┌─ Items

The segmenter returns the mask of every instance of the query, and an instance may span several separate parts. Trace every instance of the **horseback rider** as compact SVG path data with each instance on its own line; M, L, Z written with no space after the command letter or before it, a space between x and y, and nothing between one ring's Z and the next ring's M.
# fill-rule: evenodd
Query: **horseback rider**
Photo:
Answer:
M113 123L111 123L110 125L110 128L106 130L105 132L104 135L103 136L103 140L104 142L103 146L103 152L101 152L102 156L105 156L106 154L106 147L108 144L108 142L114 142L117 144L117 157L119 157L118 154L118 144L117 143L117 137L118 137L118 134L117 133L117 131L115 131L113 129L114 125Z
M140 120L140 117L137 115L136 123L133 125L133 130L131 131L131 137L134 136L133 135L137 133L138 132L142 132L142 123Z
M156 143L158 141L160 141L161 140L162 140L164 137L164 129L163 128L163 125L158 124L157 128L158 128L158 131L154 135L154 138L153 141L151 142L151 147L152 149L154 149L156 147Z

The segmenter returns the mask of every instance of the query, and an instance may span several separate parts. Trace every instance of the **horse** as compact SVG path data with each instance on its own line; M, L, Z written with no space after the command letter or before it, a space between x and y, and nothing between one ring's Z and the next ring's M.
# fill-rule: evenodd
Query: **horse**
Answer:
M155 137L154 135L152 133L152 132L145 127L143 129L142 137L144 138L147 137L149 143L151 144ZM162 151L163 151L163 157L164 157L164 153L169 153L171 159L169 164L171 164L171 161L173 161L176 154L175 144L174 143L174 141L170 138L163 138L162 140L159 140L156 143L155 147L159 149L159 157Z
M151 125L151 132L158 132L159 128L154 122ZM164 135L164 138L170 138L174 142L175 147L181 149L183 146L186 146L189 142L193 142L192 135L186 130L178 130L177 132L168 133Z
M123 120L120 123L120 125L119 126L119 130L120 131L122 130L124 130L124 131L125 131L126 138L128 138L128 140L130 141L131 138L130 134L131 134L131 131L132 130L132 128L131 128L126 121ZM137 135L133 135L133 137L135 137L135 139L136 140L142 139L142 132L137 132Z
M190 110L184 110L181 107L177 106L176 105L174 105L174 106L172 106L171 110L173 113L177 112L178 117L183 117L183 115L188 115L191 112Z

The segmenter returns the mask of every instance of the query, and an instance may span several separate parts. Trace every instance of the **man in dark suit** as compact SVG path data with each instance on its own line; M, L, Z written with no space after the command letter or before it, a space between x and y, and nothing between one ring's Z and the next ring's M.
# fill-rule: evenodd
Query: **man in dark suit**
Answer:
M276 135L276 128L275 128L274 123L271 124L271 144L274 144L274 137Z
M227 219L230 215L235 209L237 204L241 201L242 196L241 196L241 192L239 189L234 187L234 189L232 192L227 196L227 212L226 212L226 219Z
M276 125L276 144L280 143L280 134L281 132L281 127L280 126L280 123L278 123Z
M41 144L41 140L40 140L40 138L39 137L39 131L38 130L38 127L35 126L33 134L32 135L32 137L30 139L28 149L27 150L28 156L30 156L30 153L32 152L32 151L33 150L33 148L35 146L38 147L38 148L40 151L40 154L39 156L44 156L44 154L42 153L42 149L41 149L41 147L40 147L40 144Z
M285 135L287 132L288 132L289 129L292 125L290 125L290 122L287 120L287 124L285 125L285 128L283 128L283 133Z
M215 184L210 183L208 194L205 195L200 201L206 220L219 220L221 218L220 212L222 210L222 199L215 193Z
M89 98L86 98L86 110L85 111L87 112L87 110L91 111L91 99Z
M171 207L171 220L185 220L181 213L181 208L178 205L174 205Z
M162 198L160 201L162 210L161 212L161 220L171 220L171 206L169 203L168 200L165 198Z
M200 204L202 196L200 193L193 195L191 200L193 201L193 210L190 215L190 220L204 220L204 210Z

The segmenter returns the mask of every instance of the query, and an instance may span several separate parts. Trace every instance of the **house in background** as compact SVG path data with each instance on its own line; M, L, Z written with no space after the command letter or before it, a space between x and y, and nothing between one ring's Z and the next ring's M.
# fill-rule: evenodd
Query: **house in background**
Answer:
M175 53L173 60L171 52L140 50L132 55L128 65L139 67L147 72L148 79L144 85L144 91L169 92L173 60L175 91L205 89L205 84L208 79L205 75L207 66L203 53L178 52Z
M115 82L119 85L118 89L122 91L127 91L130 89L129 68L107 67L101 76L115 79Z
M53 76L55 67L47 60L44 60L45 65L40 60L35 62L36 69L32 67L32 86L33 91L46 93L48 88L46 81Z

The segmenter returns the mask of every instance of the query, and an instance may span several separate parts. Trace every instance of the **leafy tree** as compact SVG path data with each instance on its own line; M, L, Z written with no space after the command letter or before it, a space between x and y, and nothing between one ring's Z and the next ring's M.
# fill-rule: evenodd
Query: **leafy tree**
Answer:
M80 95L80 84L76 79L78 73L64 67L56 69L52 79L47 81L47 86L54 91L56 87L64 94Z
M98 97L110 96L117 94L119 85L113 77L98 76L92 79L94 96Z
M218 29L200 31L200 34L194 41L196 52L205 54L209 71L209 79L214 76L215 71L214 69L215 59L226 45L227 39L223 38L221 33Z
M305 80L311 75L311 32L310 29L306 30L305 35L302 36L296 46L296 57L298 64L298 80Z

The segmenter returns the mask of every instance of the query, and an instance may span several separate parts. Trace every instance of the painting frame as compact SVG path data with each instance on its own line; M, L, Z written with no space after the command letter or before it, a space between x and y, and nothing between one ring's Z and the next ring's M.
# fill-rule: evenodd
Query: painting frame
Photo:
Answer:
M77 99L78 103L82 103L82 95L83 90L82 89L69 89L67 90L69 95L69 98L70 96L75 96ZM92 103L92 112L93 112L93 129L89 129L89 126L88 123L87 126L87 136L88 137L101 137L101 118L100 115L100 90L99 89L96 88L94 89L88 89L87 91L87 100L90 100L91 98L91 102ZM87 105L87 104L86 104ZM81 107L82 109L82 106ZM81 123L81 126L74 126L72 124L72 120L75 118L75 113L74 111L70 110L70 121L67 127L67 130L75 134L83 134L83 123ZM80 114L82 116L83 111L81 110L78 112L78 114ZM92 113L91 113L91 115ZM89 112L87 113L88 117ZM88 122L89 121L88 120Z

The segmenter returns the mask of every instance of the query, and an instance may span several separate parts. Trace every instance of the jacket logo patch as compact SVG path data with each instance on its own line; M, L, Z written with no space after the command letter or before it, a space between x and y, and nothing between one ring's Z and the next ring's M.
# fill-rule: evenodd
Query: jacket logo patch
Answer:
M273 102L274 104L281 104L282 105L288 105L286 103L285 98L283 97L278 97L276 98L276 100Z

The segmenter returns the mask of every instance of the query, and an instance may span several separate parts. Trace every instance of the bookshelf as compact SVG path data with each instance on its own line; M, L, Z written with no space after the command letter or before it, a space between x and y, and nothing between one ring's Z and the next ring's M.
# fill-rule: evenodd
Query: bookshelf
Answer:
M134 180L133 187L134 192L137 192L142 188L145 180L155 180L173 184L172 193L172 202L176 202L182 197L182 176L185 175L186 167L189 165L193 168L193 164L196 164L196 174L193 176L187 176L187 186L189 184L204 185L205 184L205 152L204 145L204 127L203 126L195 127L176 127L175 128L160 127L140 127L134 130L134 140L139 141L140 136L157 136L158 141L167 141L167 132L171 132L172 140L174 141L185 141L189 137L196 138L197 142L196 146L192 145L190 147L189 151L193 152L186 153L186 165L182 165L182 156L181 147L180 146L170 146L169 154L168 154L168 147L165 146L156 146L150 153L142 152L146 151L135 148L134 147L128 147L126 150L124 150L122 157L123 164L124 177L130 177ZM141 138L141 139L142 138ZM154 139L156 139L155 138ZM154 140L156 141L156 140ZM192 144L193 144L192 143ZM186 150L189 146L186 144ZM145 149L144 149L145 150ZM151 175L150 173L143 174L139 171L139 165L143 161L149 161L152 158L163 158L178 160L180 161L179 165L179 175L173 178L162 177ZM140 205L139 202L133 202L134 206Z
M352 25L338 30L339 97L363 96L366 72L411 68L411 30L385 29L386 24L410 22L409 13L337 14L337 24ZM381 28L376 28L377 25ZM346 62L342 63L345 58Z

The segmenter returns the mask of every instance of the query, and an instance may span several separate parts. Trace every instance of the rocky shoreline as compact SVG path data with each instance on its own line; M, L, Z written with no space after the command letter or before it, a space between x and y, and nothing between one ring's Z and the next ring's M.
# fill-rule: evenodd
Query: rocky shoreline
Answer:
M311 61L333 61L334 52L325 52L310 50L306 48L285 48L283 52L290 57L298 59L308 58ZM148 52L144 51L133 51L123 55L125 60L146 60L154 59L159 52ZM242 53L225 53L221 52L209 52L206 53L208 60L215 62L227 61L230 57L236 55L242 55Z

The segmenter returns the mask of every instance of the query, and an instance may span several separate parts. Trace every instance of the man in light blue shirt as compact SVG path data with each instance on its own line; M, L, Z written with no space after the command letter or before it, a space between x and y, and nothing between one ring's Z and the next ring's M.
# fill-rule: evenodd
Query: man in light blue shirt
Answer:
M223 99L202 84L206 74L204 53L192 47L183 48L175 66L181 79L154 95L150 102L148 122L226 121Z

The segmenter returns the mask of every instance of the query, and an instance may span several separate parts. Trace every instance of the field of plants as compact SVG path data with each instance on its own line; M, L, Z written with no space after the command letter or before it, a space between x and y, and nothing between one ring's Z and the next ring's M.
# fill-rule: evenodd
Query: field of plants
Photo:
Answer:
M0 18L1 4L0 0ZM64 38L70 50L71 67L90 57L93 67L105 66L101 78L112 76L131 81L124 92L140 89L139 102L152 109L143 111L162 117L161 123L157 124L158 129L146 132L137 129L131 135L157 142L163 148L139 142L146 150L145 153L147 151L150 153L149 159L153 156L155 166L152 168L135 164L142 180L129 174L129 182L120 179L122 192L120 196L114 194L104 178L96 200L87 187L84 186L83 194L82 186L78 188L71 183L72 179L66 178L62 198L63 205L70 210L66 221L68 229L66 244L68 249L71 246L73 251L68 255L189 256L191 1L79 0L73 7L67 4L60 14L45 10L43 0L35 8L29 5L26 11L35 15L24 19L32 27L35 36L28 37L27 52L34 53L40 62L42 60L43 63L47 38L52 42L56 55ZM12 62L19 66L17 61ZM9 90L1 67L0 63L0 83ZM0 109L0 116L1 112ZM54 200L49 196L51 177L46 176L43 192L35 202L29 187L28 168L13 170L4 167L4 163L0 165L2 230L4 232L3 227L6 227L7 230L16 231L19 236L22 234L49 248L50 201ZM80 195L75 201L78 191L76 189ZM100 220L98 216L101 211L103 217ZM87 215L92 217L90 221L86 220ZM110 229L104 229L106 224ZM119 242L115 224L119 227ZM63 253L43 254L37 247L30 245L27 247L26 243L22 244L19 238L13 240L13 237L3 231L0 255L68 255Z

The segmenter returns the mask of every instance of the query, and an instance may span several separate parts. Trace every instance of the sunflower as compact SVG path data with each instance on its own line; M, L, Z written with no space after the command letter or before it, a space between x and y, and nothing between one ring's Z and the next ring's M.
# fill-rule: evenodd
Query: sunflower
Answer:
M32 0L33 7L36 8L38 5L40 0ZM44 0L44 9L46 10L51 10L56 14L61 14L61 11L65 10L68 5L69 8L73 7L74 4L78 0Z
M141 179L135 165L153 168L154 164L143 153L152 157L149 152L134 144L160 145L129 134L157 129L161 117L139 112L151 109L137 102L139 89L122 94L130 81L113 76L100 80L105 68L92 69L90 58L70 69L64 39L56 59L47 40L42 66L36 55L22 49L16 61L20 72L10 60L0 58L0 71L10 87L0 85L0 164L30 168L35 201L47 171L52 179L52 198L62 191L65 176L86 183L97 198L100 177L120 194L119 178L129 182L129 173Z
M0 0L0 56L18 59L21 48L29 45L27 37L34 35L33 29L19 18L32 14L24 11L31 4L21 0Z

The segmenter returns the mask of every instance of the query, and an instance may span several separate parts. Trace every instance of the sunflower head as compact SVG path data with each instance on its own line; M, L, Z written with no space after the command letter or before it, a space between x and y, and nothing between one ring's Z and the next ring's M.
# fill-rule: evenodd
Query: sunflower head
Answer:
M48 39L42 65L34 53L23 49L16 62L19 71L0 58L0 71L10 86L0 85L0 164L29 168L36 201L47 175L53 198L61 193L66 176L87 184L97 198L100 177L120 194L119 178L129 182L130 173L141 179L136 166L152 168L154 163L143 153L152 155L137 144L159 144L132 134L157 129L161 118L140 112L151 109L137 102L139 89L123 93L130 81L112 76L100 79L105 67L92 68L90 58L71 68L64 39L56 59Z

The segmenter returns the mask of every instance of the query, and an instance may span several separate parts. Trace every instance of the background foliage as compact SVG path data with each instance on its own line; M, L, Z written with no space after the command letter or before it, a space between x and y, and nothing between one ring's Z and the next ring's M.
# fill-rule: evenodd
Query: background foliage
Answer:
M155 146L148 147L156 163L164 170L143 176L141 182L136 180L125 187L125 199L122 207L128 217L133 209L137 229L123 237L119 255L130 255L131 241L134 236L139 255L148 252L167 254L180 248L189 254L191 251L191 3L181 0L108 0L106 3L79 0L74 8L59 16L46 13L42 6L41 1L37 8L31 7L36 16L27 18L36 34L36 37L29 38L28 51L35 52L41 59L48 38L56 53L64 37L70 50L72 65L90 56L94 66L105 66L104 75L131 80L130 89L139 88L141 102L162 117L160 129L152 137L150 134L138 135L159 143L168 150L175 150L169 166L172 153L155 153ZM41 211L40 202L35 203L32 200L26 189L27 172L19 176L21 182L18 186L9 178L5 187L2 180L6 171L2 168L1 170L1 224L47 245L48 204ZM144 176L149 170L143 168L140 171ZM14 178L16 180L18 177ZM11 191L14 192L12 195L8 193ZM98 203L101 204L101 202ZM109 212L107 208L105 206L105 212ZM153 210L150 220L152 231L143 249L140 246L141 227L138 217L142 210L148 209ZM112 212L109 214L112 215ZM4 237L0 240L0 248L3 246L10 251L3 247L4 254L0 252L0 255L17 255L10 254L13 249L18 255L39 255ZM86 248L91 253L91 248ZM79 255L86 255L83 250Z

└─

Problem to work on
Starting at the line that contains "the sunflower head" and ending after the line that contains "M48 39L42 65L34", output that stretch of the material as a two-column CSV with the columns label_request and outline. Each request gets one row. Put its text and its answer in one quoted field each, and turn line breaks into spaces.

Solution for this exercise
label_request,outline
"The segmenter returns the mask of every instance of the query, and an instance may span several separate parts. Trace every instance of the sunflower head as compact SVG path data with each instance on its own line; M, L, Z written with no space after the command letter or before it, a space between x and y, and nothing between one ring's Z and the next ring's M. # fill-rule: evenodd Query: sunflower head Answer:","M48 39L42 65L34 53L23 49L16 62L19 71L0 58L0 71L10 86L0 85L0 164L29 168L36 201L47 175L53 198L61 193L66 176L87 184L97 198L100 177L120 194L119 178L129 182L130 173L141 179L136 166L152 168L154 163L143 153L152 155L137 144L159 144L132 134L157 129L161 118L140 112L151 109L137 102L139 89L123 93L130 81L112 76L100 79L105 67L92 68L90 58L71 68L64 39L56 59Z"